| THE DATA |
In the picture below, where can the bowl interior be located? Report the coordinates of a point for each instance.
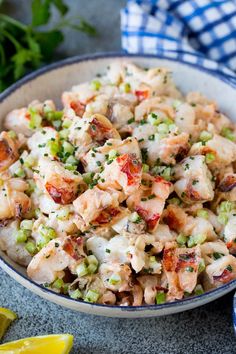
(50, 82)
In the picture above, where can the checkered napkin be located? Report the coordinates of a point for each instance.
(200, 32)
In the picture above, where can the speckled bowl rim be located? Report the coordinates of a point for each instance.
(196, 300)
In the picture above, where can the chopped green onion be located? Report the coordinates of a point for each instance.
(205, 136)
(88, 177)
(66, 123)
(92, 296)
(26, 224)
(64, 133)
(96, 85)
(228, 133)
(160, 298)
(210, 157)
(72, 160)
(30, 247)
(54, 147)
(114, 279)
(47, 231)
(163, 128)
(82, 269)
(203, 213)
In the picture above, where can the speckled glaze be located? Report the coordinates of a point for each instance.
(50, 82)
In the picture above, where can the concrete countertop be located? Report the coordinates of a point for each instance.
(207, 329)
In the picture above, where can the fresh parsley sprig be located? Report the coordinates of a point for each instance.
(26, 47)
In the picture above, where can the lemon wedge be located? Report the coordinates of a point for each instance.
(52, 344)
(6, 317)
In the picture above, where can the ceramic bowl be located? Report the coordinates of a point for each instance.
(50, 82)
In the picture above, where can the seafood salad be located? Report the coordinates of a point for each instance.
(126, 195)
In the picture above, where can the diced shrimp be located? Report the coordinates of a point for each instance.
(15, 251)
(181, 268)
(13, 201)
(87, 132)
(98, 205)
(8, 151)
(37, 143)
(194, 180)
(124, 173)
(120, 111)
(220, 271)
(185, 118)
(175, 217)
(49, 263)
(167, 149)
(209, 249)
(62, 185)
(153, 105)
(223, 150)
(98, 105)
(126, 146)
(149, 201)
(230, 233)
(122, 271)
(150, 285)
(18, 120)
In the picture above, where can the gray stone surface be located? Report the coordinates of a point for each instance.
(204, 330)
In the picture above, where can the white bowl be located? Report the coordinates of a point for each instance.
(50, 82)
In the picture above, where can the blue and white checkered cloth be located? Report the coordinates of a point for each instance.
(201, 32)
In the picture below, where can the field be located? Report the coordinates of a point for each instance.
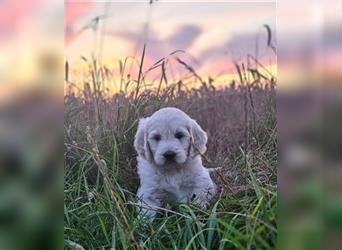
(100, 164)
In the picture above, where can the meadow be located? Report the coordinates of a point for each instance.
(100, 161)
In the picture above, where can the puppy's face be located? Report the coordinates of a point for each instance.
(169, 137)
(169, 143)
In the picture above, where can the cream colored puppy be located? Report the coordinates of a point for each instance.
(169, 145)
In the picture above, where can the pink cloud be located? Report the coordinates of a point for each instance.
(14, 15)
(72, 12)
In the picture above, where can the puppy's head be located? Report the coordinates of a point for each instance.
(169, 137)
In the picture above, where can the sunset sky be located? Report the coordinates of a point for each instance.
(214, 34)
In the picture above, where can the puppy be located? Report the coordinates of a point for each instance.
(169, 145)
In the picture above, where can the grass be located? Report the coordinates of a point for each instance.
(100, 164)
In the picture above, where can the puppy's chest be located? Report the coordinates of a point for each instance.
(177, 184)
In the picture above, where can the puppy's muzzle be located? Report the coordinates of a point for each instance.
(169, 155)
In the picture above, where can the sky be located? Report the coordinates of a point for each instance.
(213, 34)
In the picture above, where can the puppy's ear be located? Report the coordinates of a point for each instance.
(140, 141)
(199, 138)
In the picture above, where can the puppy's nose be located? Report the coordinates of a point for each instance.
(169, 155)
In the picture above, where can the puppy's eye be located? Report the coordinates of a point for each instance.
(156, 137)
(179, 135)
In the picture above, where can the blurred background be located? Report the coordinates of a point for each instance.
(309, 124)
(309, 109)
(31, 124)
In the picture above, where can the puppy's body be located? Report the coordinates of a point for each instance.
(169, 144)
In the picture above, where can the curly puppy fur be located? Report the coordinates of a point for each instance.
(169, 145)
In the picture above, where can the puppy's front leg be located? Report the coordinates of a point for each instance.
(202, 195)
(147, 204)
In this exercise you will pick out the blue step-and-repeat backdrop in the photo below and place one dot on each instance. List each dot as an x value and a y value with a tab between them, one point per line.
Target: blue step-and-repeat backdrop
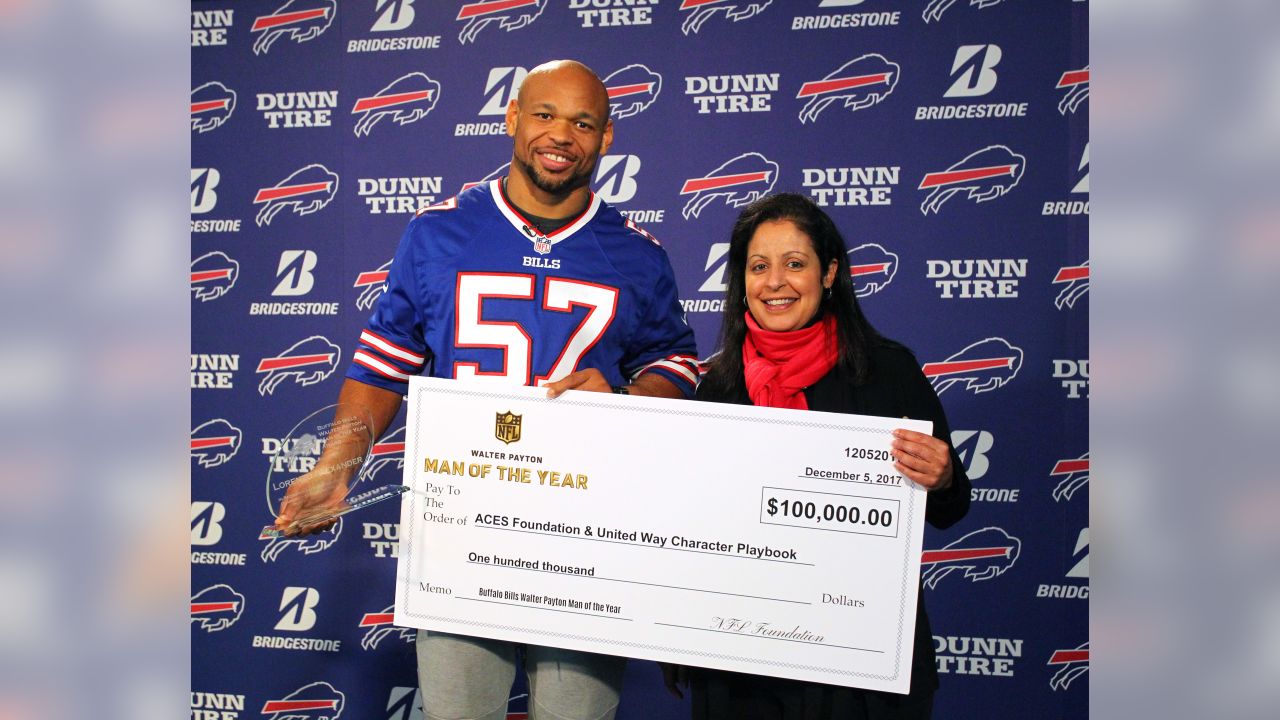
949	139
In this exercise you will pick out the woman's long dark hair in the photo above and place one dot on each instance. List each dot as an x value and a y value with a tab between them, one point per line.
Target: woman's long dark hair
854	333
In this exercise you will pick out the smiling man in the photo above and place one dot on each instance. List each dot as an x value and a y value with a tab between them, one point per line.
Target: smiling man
530	279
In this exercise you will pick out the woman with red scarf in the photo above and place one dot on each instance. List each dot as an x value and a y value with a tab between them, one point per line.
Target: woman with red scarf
792	336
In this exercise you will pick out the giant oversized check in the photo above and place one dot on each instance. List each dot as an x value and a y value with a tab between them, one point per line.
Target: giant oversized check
743	538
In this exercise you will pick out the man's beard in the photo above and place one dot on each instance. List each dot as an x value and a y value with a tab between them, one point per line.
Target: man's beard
554	187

| GOAL OF THE EXERCISE |
The required output is every line from the one that holds "In this exercise you will pick out the man's" through the last line of the listing above, retyped exactly and with nothing else.

| RESPONSE BELOW |
In this exercise you will pick out the man's beard in the photo above and place one dot on each instance. List each dot as an x value and a y value with a tab between them, one point per line.
Target: man's beard
554	187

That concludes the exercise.